+++ Source extract +++

This is the population's true distribution of $Y$, which is similar to binomail (except that the output is $\{-1, 1\}$) with success probability $p(\bs{x})$. Inspired by this form, we let our modeled distribution to have the same distribution with success probability given by

$$ p_{\text{model}}(\bs{x}; f) = \frac{1}{1+\text{exp}(-2 f(\bs{x}))}.\tag{7} $$

In fact, when $f(\bs{x})$ is a linear function, this is exactly like a logistic regression. Next, to make the distribution truly binomial, we let $Y' = (Y+1)/2 \in \{0, 1\}$. Given a training example $(\bs{x}, y)$, the empirical distribution is simply $\widehat{p}(y)=1$, so the binomial cross-entropy is given by

$$ \begin{aligned} H(\widehat{p}, p_{\text{model}}) &= E_{y'\sim \widehat{p}} -\log(p_{\text{model}}(y'))\\ & = -\log p_{\text{model}}(\bs{x})^{y'}(1-p_{\text{model}}(\bs{x}))^{1-y'} \\ & = - y'\log p_{\text{model}}(\bs{x}) - (1-y')\log(1-p_{\text{model}}(\bs{x})) \\ & = \log\left(1 + \text{exp}(-2yf(\bs{x}))\right), \end{aligned} \tag{8} $$

where the last equality follows by noting that if $y=1$, then $y'=1$, and the cross entropy is

$$-\log p_{\text{model}}(\bs{x}) = \log\left(1+\text{exp}(-2f(\bs{x}))\right).$$

Similarly, if $y=-1$, then $y'=0$, and the cross entropy is

$$-\log(1-p_{\text{model}}(\bs{x})) = -\log \frac{\text{exp}(-2f(\bs{x}))}{1+\text{exp}(-2f(\bs{x}))} = \log\left(1+\text{exp}(2f(\bs{x}))\right).$$

Let's reflect on what we have so far. From (5), we see that the expected exponential loss is minimized by $f^*$. Using the binomial cross entropy, we arrived at (8), whose minimum also occurs at $f^*$ since by comparing $(6)$ and $(7)$, we see that $p_{\text{model}}$ is maximized precisely when $f = f^*$.

Therefore, in the population level, we see that the loss minimization using the exponential loss is equivalent to using the binomial cross-entropy. The only difference is that now the binary variable $Y$ takes values $\{-1, 1\}$ instead of $\{0, 1\}$.

+++ Stored data +++

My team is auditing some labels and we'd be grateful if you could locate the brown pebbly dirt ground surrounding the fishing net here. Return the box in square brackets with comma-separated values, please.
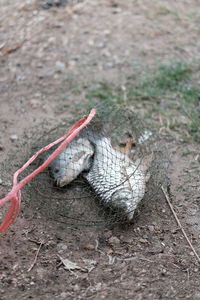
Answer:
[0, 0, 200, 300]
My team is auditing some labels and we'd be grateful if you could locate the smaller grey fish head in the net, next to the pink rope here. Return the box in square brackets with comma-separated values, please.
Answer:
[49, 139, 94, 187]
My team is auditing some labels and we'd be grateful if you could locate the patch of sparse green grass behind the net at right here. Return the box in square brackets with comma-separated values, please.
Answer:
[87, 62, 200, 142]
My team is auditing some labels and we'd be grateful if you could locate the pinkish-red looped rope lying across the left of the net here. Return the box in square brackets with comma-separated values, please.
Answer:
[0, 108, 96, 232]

+++

__Actions to take__:
[a] According to the loss derivation, what is the model exactly like when f(x) is a linear function?
[b] Print everything in the loss derivation from "Let's reflect on" down to "when $f = f^*$.", copied word for word.

__Answers by task__:
[a] It is exactly like a logistic regression.

[b]
Let's reflect on what we have so far. From (5), we see that the expected exponential loss is minimized by $f^*$. Using the binomial cross entropy, we arrived at (8), whose minimum also occurs at $f^*$ since by comparing $(6)$ and $(7)$, we see that $p_{\text{model}}$ is maximized precisely when $f = f^*$.